BRIEF A – Which people does the blog post about Rick Santorum's remarks name? List all of them.
BRIEF B – Could you carry on the blog post about Rick Santorum's remarks, beginning after its final sentence?

PROVIDED TEXT –
========================================================================

I had intended to blog about something entirely different this morning but have put it aside to post the following news article which actually appears on Susan Higginbotham’s blog. Susan is an historical fiction author and if you like reading about the Tudor era, I recommend reading her works.
As for Rick Santorum’s remarks when interviewed in Madison…I’m a native of Wisconsin and quite familiar with the very liberal(at least it was when I was going to college) U of Wisconsin, which makes me wonder what the energy was like in the crowd…moreover, if Margaret George was home, I wonder what she thought about his very bizarre remarks regarding Mary…it boggles the mind. This completely convinces me the man needs serious therapy to work out his family of origin dysfunctions.
Madison, Wisconsin—She’s known to us today as “Bloody Mary.” But for Republican presidential candidate Rick Santorum, she is a woman to be esteemed.

========================================================================

GIVEN INFORMATION –
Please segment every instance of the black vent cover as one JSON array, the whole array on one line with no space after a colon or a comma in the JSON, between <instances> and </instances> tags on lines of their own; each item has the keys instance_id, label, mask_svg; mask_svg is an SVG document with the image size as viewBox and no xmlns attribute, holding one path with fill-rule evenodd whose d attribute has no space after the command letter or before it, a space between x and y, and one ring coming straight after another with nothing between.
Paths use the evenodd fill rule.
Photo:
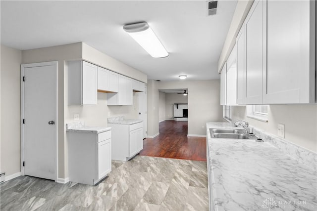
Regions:
<instances>
[{"instance_id":1,"label":"black vent cover","mask_svg":"<svg viewBox=\"0 0 317 211\"><path fill-rule=\"evenodd\" d=\"M208 15L215 15L217 13L218 1L214 0L208 2Z\"/></svg>"}]
</instances>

========================================================================

TASK RESULT A – Susan Higginbotham, Rick Santorum, Margaret George, Mary ("Bloody Mary")

TASK RESULT B –
Speaking at a campaign stop at the University of Wisconsin, Santorum, when asked by a student questioner whether there was a historical woman he particularly admired, cited the first reigning Tudor queen. “First, she had strong religious principles, and she wasn’t too politically correct to act upon them,” said Santorum. “Second, she got married, unlike her younger sister Elizabeth, who didn’t think she needed a man to help her rule. Mary understood the importance of faith and family in a way that Elizabeth never did.”
Asked his opinion of Mary’s policy of burning Protestants, Santorum said, “You could argue—and I will argue—that Mary’s strong moral convictions were preferable to this wishy-washy notion of tolerance that the left has, where Christianity, Judaism, Islam, Buddhism, goddess-worship, paganism, and atheism are all of the same value, are all points of view to be allowed. Where has that led us? Into a moral cesspool.”
Santorum, who has said that the notion of separation of church and state makes him want to “throw up,” hastened to add, “That’s not to say that I believe Mary was one hundred percent correct in burning Protestants. There are certainly decent Protestants, then and now, though I can safely say that if Mary had seen the state of the Anglican Church today, and of mainline Protestantism in the United States, she would have probably burned more of them.”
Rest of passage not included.